───── FRAGMENTO PROPORCIONADO ─────

Revista
Proceso # 2048, 30 de enero de 2016
La
recaptura y la conquista mediática del Estado/*Oswaldo Zavala es narrador, periodista y profesor investigador de literatura latinoamericana en el College of Staten Island y en The Graduate Center de la City University of New York (CUNY). Se especializa en narrativa fronteriza y representaciones culturales del narcotráfico en México y Estados Unidos. Actualmente prepara un estudio académico sobre la dimensión política de las narconarrativas de los últimos 20 años.
Al
comparar datos que los órganos de seguridad y la prensa difundieron sobre la
recaptura del Chapo Guzmán, el investigador Oswaldo Zavala encuentra que la
figura del capo sinaloense se ha mitificado en gran medida como una estrategia
del Estado para imponer en los medios ese fetiche e incluso condicionar las
formas de imaginar el narcotráfico.
En
una de las tantas escenas legendarias de El Padrino III, Vince Corleone
(interpretado por Andy García) se encuentra con Don Luchessi, uno de los
oscuros gángsteres que acechan a su tío Michael Corleone (Al Pacino) en la
última parte de la célebre trilogía de Francis Ford Coppola. Cuando Vince
admite no entender de política y finanzas, Don Luchessi emplea una metáfora
elocuente para educar a un hombre impulsivo y visceral que sólo sabe de
violencia: “Tú entiendes de armas. Las finanzas son un arma. La política es
saber cuándo apretar el gatillo”.
Convendría
recordar esas líneas que apuntan hacia una reflexión más aguda y productiva de
lo que hasta ahora se ha comentado en torno a la reciente recaptura de Joaquín
El Chapo Guzmán, preso por tercera vez después de fugarse en dos ocasiones de
penales de máxima seguridad. Aunque al parecer se ha pensado la caída del capo
en términos políticos y policiales, los análisis más atendidos han reiterado la
absurda mitología que contradictoriamente convierte al Chapo en el mayor
criminal de la historia occidental aun después de ser humillado y exhibido por
el Estado mexicano con su tercera captura. A esto se ha sumado el artículo
publicado el 9 de enero —un día después de la detención del Chapo— por el actor
estadunidense Sean Penn en la revista Rolling Stone sobre el encuentro que él y
la actriz mexicana Kate del Castillo sostuvieron con el traficante en Sinaloa
el 2 de octubre. El texto de Penn ha sido menospreciado y condenado por
numerosos narradores, periodistas y académicos como un riesgoso ejercicio de
egocentrismo y una oportunidad periodística supuestamente desperdiciada.
Contra
esas opiniones, propongo discutir la captura del Chapo y la crónica de su
entrevista con Sean Penn y Kate del Castillo como eventos significativos que
permiten un acercamiento inusual a la realidad del narcotráfico y que plantea
ciertas interrogantes sobre el operativo mismo de captura y el papel que la
revista Rolling Stone tuvo en este incidente. Más allá de la superficial
lectura que se ha hecho de ambos episodios, considero la detención del
traficante y su encuentro con los actores como singulares avistamientos del
crimen organizado en México.

───── LÍNEAS DE DATOS ─────

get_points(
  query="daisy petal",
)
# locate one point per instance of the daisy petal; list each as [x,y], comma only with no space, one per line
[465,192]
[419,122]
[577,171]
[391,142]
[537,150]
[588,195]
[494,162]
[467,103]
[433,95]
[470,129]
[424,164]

─────

▸ **TAREA**
Según el fragmento, ¿qué día publicó Sean Penn su artículo en la revista Rolling Stone? Las líneas son un material independiente del fragmento.

▸ **RESULTADO**
El 9 de enero, un día después de la detención del Chapo.